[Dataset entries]
============

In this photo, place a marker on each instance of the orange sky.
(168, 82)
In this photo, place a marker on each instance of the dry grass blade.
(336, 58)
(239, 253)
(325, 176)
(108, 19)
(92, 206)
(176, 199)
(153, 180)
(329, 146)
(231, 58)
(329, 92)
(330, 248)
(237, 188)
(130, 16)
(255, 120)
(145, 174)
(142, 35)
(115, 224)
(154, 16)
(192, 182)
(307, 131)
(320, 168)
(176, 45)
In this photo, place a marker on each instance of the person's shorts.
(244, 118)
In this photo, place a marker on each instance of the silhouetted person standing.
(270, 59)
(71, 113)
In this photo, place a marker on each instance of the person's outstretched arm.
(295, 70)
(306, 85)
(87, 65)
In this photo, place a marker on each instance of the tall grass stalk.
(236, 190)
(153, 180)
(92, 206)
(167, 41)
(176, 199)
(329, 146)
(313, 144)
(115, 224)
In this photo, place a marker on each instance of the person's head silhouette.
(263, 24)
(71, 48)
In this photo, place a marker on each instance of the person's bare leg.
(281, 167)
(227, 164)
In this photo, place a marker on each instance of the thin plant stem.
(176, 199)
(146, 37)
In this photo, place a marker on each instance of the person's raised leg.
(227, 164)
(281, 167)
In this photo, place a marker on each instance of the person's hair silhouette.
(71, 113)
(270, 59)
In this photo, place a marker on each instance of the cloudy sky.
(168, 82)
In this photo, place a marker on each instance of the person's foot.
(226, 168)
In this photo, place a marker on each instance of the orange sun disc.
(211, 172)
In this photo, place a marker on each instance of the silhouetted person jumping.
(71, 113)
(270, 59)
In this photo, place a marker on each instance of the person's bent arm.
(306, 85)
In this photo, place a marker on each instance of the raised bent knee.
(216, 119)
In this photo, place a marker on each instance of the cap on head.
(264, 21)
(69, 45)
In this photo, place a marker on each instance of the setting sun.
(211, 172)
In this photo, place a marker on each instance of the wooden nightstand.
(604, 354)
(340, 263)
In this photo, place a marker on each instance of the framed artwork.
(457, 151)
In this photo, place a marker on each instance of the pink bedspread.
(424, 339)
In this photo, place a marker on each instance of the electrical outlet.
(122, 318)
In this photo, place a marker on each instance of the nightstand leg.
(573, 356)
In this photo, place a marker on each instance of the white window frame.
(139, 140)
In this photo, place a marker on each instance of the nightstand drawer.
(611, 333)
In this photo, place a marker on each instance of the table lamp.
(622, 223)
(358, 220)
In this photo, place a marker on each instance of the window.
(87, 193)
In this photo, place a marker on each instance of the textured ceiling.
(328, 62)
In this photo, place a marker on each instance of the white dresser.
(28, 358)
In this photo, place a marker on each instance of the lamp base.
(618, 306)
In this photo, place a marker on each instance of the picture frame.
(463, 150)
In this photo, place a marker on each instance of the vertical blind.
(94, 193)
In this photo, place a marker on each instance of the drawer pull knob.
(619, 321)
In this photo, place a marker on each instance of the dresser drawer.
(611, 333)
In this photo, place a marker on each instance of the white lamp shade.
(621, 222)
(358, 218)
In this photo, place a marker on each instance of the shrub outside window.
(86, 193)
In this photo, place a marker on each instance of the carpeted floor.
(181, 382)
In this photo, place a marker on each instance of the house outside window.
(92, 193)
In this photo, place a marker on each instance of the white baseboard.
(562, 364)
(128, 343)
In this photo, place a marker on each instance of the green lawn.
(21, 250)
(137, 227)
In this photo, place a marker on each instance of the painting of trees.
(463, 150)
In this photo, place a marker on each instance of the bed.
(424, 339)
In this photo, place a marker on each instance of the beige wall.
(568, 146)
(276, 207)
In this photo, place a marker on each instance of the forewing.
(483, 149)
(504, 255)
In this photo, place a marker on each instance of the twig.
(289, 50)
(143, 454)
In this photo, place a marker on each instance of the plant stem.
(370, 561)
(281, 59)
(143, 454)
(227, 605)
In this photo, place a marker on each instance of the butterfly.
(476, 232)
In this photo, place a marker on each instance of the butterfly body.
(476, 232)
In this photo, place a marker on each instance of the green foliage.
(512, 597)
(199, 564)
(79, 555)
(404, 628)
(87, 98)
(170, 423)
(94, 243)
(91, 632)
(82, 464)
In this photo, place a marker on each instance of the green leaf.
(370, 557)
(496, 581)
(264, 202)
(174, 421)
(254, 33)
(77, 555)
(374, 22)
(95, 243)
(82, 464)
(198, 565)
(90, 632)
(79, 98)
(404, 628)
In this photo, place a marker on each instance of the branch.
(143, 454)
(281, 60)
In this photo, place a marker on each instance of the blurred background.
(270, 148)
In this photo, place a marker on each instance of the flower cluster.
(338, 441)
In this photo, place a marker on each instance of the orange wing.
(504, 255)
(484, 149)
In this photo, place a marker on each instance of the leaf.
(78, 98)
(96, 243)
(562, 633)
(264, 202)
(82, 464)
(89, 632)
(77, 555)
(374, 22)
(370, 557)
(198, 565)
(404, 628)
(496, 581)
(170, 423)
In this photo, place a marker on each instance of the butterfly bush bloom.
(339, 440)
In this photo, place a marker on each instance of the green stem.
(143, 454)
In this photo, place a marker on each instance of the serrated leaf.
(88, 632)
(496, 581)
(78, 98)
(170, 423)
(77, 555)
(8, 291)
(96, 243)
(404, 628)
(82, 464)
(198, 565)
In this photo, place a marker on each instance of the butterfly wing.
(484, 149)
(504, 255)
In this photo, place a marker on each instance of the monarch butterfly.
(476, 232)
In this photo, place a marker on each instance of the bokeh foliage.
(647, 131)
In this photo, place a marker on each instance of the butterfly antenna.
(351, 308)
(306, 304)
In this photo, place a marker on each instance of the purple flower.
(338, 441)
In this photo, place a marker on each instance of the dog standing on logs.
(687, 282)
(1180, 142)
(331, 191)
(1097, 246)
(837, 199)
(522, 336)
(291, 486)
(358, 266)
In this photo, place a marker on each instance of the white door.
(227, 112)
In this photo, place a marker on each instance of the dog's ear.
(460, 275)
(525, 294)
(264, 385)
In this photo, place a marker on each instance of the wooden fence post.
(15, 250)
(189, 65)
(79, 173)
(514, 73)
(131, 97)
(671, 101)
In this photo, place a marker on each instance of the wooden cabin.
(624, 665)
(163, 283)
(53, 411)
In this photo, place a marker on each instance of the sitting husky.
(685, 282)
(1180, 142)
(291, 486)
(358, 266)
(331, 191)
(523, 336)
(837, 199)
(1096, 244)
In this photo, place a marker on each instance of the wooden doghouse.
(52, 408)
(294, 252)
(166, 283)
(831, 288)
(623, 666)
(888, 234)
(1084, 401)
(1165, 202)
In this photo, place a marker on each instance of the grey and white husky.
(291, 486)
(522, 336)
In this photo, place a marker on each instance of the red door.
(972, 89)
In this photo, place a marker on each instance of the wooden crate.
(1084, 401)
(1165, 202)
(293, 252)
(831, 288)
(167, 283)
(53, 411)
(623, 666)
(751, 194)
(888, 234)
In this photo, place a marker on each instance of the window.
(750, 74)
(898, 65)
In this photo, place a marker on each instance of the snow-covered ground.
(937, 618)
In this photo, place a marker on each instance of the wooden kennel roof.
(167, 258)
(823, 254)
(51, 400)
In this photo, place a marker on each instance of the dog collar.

============

TASK PROMPT ->
Recast every line of the entries above as a numbered list, omitting any blank lines.

TASK OUTPUT ->
1. In this photo, place a marker on each instance of the orange sky.
2. (168, 82)
3. In this photo, place a marker on each instance of the dry grass blade.
4. (336, 58)
5. (239, 253)
6. (325, 176)
7. (108, 19)
8. (92, 206)
9. (176, 199)
10. (153, 180)
11. (329, 146)
12. (231, 58)
13. (329, 92)
14. (330, 248)
15. (237, 188)
16. (130, 16)
17. (255, 120)
18. (145, 174)
19. (142, 35)
20. (115, 224)
21. (154, 16)
22. (192, 182)
23. (307, 131)
24. (320, 168)
25. (176, 45)
26. In this photo, place a marker on each instance of the person's shorts.
27. (244, 118)
28. In this photo, place a marker on each instance of the silhouetted person standing.
29. (270, 59)
30. (71, 113)
31. In this photo, place a marker on each instance of the person's outstretched arm.
32. (295, 70)
33. (306, 85)
34. (87, 65)
35. In this photo, place a marker on each instance of the tall grass stalk.
36. (236, 190)
37. (153, 180)
38. (92, 206)
39. (167, 41)
40. (176, 199)
41. (329, 146)
42. (313, 144)
43. (115, 224)
44. In this photo, place a marker on each instance of the person's head silhouette.
45. (263, 24)
46. (71, 48)
47. In this photo, place a marker on each instance of the person's bare leg.
48. (281, 167)
49. (227, 164)
50. In this photo, place a marker on each instance of the thin plant stem.
51. (176, 199)
52. (146, 37)
53. In this photo, place a marker on each instance of the person's raised leg.
54. (227, 164)
55. (281, 167)
56. In this photo, place a marker on each instance of the person's hair silhouette.
57. (71, 113)
58. (270, 59)
59. In this photo, place a marker on each instance of the cloudy sky.
60. (168, 82)
61. In this photo, place a marker on each instance of the person's foot.
62. (226, 168)
63. In this photo, place a marker on each instance of the orange sun disc.
64. (211, 172)
65. In this photo, place a marker on each instance of the silhouetted person jumping.
66. (71, 113)
67. (270, 59)
68. In this photo, place a marker on each instance of the person's bent arm.
69. (306, 85)
70. In this photo, place a marker on each instance of the raised bent knee.
71. (216, 119)
72. In this photo, place a marker on each instance of the cap on head.
73. (264, 21)
74. (69, 45)
75. In this photo, place a marker on each instance of the setting sun.
76. (211, 172)
77. In this photo, place a marker on each instance of the wooden nightstand.
78. (604, 354)
79. (340, 263)
80. In this photo, place a marker on each instance of the framed artwork.
81. (457, 151)
82. In this photo, place a marker on each instance of the pink bedspread.
83. (424, 339)
84. In this photo, place a marker on each instance of the electrical outlet.
85. (122, 318)
86. In this photo, place a marker on each instance of the nightstand leg.
87. (573, 356)
88. In this photo, place a marker on each instance of the white window frame.
89. (139, 140)
90. In this photo, place a marker on each instance of the nightstand drawer.
91. (611, 333)
92. In this photo, place a marker on each instance of the table lamp.
93. (622, 223)
94. (358, 220)
95. In this photo, place a marker on each instance of the window.
96. (87, 193)
97. In this photo, place a marker on each instance of the textured ceiling.
98. (328, 62)
99. In this photo, place a marker on each instance of the white dresser.
100. (28, 358)
101. In this photo, place a marker on each instance of the lamp base.
102. (618, 306)
103. In this photo, place a marker on each instance of the picture frame.
104. (463, 150)
105. In this photo, place a marker on each instance of the vertical blind.
106. (94, 193)
107. In this photo, place a marker on each instance of the drawer pull knob.
108. (619, 321)
109. In this photo, place a marker on each instance of the dresser drawer.
110. (611, 333)
111. In this photo, place a marker on each instance of the white lamp shade.
112. (621, 222)
113. (358, 218)
114. In this photo, place a marker on each instance of the shrub outside window.
115. (86, 193)
116. In this photo, place a marker on each instance of the carpeted floor.
117. (181, 382)
118. In this photo, place a marker on each instance of the house outside window.
119. (92, 193)
120. In this photo, place a marker on each instance of the white baseboard.
121. (562, 364)
122. (128, 343)
123. In this photo, place a marker on each instance of the green lawn.
124. (21, 250)
125. (137, 227)
126. In this photo, place a marker on each instance of the painting of trees.
127. (463, 150)
128. In this photo, place a marker on each instance of the bed.
129. (424, 339)
130. In this photo, place a marker on each instance of the beige wall.
131. (568, 146)
132. (276, 207)
133. In this photo, place a marker on each instance of the forewing.
134. (483, 149)
135. (504, 255)
136. In this photo, place a marker on each instance of the twig.
137. (289, 50)
138. (143, 454)
139. In this photo, place a marker on each instance of the plant stem.
140. (370, 561)
141. (281, 59)
142. (143, 454)
143. (227, 605)
144. In this photo, place a marker on each instance of the butterfly.
145. (476, 232)
146. In this photo, place a marker on each instance of the butterfly body.
147. (476, 232)
148. In this photo, place a marker on each instance of the green foliage.
149. (512, 597)
150. (199, 564)
151. (79, 555)
152. (404, 628)
153. (87, 98)
154. (170, 423)
155. (94, 243)
156. (91, 632)
157. (82, 464)
158. In this photo, place a marker on each instance of the green leaf.
159. (370, 557)
160. (496, 581)
161. (264, 202)
162. (174, 421)
163. (254, 33)
164. (77, 555)
165. (374, 22)
166. (95, 243)
167. (82, 464)
168. (198, 565)
169. (90, 632)
170. (79, 98)
171. (404, 628)
172. In this photo, place a marker on each instance of the branch.
173. (143, 454)
174. (281, 60)
175. In this photo, place a marker on each instance of the blurred background.
176. (270, 148)
177. In this photo, place a marker on each instance of the flower cluster.
178. (338, 441)
179. In this photo, place a marker on each instance of the orange wing.
180. (504, 255)
181. (484, 149)
182. In this photo, place a marker on each instance of the leaf.
183. (78, 98)
184. (96, 243)
185. (562, 633)
186. (264, 202)
187. (82, 464)
188. (89, 632)
189. (77, 555)
190. (374, 22)
191. (370, 557)
192. (198, 565)
193. (404, 628)
194. (496, 581)
195. (170, 423)
196. In this photo, place a marker on each instance of the butterfly bush bloom.
197. (339, 440)
198. In this photo, place a marker on each instance of the green stem.
199. (143, 454)
200. In this photo, place a marker on each instance of the serrated leaf.
201. (88, 632)
202. (496, 581)
203. (78, 98)
204. (170, 423)
205. (77, 555)
206. (8, 291)
207. (96, 243)
208. (404, 628)
209. (82, 464)
210. (198, 565)
211. In this photo, place a marker on each instance of the butterfly wing.
212. (484, 149)
213. (504, 255)
214. In this photo, place a marker on each instance of the monarch butterfly.
215. (476, 232)
216. In this photo, place a marker on each instance of the bokeh foliage.
217. (647, 131)
218. In this photo, place a marker on each instance of the butterfly antenna.
219. (351, 308)
220. (306, 304)
221. In this photo, place a marker on each instance of the purple flower.
222. (338, 441)
223. In this photo, place a marker on each instance of the dog standing on logs.
224. (687, 282)
225. (1180, 142)
226. (331, 191)
227. (1097, 246)
228. (837, 199)
229. (522, 336)
230. (291, 486)
231. (358, 266)
232. In this photo, place a marker on each instance of the white door.
233. (227, 112)
234. In this photo, place a marker on each instance of the dog's ear.
235. (460, 275)
236. (525, 294)
237. (264, 385)
238. In this photo, place a marker on each instance of the wooden fence post.
239. (15, 250)
240. (189, 65)
241. (79, 173)
242. (514, 73)
243. (131, 97)
244. (671, 101)
245. In this photo, place a marker on each instance of the wooden cabin.
246. (624, 665)
247. (163, 283)
248. (53, 411)
249. In this photo, place a marker on each instance of the sitting husky.
250. (685, 282)
251. (1180, 142)
252. (291, 486)
253. (358, 266)
254. (331, 191)
255. (523, 336)
256. (837, 199)
257. (1096, 244)
258. In this photo, place a marker on each instance of the wooden doghouse.
259. (52, 408)
260. (294, 252)
261. (166, 283)
262. (831, 288)
263. (623, 666)
264. (888, 234)
265. (1084, 401)
266. (1165, 202)
267. In this photo, place a marker on each instance of the grey and white husky.
268. (291, 486)
269. (522, 336)
270. In this photo, place a marker on each instance of the red door.
271. (972, 89)
272. In this photo, place a marker on each instance of the wooden crate.
273. (1084, 401)
274. (1165, 202)
275. (293, 252)
276. (831, 288)
277. (167, 283)
278. (53, 411)
279. (623, 666)
280. (751, 194)
281. (888, 234)
282. In this photo, place a marker on each instance of the window.
283. (750, 74)
284. (898, 65)
285. In this photo, place a marker on each instance of the snow-covered ground.
286. (937, 618)
287. In this photo, place a marker on each instance of the wooden kennel roof.
288. (167, 258)
289. (823, 254)
290. (51, 400)
291. In this photo, place a marker on each instance of the dog collar.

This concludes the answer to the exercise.